Day 92: Kindness Matters

My heart has taken such a beating in the last few weeks. Covid, killings, riots, politics, strokes…hokey smokes, it’s been crazy. Then, I go on Facebook to see the kids’ pictures and the violence is escalating. I went through my feed yesterday like a woman with her hair on fire. I’ve always been one to try to see both sides. And I find myself failing at that. I find myself sassing back and that is not the person I want to be. It is not the person God intended for me to be. So I went through my feed and if it stirred anger in me, I blocked posts from that site. That way, it won’t show up on my feed anymore when one of my friends share it on theirs. There were a few that I have tolerated unkind and flat out mean behaviors from and I just gave up and hit “Snooze for 30 Days”. I can’t do it. I won’t do it.

Kindness matters. The kindest thing I could do…for them or myself…was to back away. Let them rant on their own pages. Maybe they’ll still be there after 30 days. Maybe they won’t. Maybe the 30 days will pass and I’ll find I didn’t miss that particular contact in my life. You know, just because you were friends fifty or sixty years ago in school doesn’t mean you grew up to have the same ideals, the same values, the same goals. I love my friends, don’t get me wrong. But there are sometimes very good reasons you didn’t stay in touch all those years beyond the lack of social media. 

I’ve reconnected with people from my past that wouldn’t give me the time of day in high school. We ran in different circles. We lived under different economic circumstances. Maybe they were really shy and I just thought they were stuck up. For whatever reason, there are some that I have become extraordinarily close to. And, on the opposite end of the spectrum, there are those I truly loved and when I met them as adults, they weren’t the kind, loving people I thought they were. Life is hard. It wears us down. I don’t know what traumas went on in people’s lives between then and now. I just know when something isn’t healthy and, all sentimentality aside, I don’t need that in my life. No one does.

The number of friends I have on social media is not the metage of my worth. Granted, I wasn’t the most popular girl in school so when Facebook first came out, I was pretty jazzed to find myself with so many “friends”. But, as my late Aunt Peeps said, I was talking to my “pretend friends” much of the time. There are different categories of friends and some are really nothing more than acquaintances. It’s ok to thin the herd a little when it is hurting you.

If it were not for this blog, I would probably have backed away from Facebook years ago. But now I have skin in the game. Now I have a calling from God to share my stories and life experiences because somewhere out there, others are going through tough things too and it helps a lot to know you aren’t alone. That someone out there “gets you”. I share what God presses on my heart. Sometimes he’s quiet and all I have to talk about is baking bread or a story from these West Virginia hills of my youth. Other times, like now…he tells me to speak about kindness.

It is SO incredibly easy to see all this chaos and think the world is all bad and it just isn’t. The media isn’t falling all over themselves to show you all the kind things. They’re out there…the kind people. And, if you can’t find one…

then BE one.

❤️ 

“Whoever despises his neighbor is a sinner, but blessed is he who is generous to the poor.”

Proverbs 14:21 ESV

#Kindness, #Generosity, #Love 

6 thoughts on “Day 92: Kindness Matters

  1. This is just what I needed to hear this morning. I wish I could could talk with you privately. If there is any way I could please let me know.

→ Work to be completed:
In the blog post on kindness, which option did the writer choose for people whose unkind and mean behavior had long been tolerated? The records that come next are separate material and have no connection to the blog post.

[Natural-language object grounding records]

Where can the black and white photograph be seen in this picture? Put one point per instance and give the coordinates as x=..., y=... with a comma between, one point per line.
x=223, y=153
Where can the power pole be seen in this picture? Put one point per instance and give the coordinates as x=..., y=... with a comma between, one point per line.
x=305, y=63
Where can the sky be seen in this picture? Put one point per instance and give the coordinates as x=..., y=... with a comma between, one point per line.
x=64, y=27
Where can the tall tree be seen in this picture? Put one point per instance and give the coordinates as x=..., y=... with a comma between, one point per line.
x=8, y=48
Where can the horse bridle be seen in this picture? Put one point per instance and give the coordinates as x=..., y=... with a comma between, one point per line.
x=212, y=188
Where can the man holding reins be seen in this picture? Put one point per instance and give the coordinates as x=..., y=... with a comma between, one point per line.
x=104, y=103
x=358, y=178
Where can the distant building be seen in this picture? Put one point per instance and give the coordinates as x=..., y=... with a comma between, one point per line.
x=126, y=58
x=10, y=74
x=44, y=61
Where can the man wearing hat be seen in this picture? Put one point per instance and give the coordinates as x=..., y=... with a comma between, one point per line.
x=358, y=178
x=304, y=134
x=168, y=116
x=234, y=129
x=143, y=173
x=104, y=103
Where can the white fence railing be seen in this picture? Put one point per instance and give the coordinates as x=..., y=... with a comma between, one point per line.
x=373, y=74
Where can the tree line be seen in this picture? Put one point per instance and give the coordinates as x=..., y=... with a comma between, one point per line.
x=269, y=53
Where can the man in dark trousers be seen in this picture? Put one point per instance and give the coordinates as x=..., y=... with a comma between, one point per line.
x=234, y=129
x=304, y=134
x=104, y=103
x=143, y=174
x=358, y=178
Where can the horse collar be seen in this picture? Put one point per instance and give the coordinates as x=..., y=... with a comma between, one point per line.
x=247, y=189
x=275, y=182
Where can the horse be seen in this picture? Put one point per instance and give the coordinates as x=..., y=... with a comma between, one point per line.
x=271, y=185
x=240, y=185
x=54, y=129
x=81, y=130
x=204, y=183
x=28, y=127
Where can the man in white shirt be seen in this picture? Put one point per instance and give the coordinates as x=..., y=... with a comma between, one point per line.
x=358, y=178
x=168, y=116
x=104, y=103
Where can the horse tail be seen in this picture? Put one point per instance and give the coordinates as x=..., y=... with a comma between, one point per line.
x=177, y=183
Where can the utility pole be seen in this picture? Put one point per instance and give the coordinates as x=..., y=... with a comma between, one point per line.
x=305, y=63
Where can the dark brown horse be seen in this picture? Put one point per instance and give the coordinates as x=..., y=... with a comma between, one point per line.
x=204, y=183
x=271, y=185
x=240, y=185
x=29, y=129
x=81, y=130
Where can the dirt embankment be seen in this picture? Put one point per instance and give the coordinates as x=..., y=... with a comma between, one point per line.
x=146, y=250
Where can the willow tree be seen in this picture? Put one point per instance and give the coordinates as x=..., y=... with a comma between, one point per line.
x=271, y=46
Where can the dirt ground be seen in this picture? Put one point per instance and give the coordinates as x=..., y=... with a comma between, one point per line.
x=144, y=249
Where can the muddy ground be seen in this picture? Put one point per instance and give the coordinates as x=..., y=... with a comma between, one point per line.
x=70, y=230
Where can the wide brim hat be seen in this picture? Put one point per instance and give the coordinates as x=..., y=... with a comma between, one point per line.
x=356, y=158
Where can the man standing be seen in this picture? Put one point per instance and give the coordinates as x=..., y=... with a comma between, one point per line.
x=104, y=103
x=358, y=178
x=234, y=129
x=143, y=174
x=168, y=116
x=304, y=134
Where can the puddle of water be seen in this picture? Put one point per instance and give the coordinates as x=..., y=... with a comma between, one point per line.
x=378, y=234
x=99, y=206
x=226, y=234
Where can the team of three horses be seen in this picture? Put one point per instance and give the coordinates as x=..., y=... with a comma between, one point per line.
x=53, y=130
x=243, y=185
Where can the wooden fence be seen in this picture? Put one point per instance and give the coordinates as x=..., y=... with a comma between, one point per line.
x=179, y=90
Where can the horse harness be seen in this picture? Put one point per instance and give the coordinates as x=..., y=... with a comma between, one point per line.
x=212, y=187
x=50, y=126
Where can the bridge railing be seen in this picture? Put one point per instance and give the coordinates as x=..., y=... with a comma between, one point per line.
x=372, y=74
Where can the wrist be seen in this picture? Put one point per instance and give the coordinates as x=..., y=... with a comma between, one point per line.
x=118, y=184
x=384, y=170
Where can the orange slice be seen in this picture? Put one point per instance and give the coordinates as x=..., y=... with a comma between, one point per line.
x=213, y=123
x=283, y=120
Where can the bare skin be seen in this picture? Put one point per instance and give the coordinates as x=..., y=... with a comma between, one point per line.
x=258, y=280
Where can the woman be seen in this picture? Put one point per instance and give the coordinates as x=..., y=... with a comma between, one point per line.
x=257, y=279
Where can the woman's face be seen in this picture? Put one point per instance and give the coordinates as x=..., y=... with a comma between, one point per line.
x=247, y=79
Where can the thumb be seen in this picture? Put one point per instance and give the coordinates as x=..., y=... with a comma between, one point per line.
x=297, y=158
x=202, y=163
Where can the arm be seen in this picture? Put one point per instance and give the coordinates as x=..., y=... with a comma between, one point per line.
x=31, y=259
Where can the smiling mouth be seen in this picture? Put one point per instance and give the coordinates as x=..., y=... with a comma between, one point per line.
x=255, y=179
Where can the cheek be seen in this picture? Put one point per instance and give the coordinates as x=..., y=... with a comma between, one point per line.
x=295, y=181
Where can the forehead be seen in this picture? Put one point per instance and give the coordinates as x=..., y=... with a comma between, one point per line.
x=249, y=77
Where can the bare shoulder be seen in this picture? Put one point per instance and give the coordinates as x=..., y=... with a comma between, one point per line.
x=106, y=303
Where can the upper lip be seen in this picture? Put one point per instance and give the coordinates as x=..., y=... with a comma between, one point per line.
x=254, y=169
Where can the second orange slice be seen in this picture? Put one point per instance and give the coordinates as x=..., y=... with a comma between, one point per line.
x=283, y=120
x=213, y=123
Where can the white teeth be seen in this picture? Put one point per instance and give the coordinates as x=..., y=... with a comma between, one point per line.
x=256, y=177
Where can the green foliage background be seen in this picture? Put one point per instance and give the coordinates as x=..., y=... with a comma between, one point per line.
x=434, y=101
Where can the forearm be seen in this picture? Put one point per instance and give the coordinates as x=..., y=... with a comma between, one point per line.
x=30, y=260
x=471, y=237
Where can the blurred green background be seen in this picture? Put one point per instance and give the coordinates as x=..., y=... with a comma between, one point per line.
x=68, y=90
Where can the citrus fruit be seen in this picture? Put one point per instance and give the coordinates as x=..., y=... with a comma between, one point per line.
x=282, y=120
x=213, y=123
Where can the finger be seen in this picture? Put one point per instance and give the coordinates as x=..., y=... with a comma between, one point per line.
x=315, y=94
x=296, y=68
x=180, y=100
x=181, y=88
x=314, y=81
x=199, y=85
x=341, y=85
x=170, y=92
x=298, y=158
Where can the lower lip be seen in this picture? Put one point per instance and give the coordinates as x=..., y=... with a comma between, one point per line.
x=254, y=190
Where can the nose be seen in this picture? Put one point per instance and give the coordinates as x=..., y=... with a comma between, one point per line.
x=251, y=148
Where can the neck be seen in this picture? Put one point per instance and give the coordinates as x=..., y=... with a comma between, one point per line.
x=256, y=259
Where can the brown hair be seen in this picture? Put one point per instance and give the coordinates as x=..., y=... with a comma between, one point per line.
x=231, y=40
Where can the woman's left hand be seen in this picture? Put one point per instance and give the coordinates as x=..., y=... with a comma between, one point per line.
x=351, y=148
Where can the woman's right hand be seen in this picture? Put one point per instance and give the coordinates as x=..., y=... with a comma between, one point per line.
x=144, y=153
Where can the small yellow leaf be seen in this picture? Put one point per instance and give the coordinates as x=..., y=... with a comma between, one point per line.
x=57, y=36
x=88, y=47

→ Exercise output:
"Snooze for 30 Days"